Challenge: Pick out and copy every line of the data below that contains the word "backpack". The match is case-sensitive.

Given information:

________________

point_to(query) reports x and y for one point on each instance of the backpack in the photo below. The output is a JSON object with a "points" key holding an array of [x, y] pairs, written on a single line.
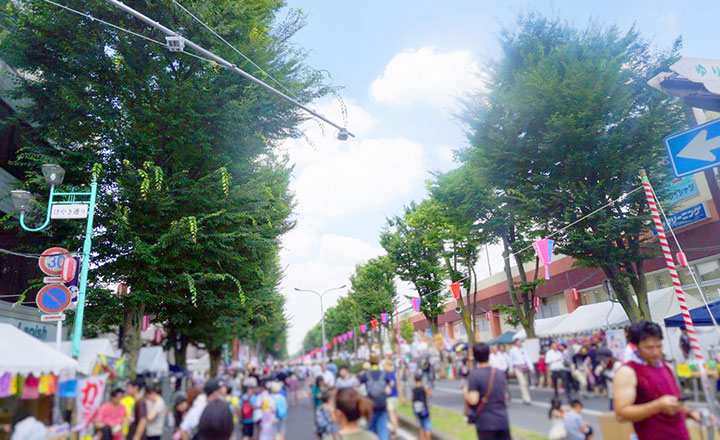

________________

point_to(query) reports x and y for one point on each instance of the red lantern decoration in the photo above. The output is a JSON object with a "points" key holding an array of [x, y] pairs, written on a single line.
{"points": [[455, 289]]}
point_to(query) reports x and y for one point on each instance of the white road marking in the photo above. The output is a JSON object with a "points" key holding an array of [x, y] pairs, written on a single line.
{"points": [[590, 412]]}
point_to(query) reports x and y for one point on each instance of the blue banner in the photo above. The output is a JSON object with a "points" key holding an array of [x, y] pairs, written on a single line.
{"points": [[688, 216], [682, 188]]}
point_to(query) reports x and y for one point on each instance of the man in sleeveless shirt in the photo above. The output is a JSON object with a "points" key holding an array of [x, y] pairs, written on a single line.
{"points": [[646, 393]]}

________________

Correct answer:
point_to(query) reports x and y for one point on each instance of the backpack in the photo below. The output is a JSON object with a "points" key holding an array of [x, y] pairs, written on a single line.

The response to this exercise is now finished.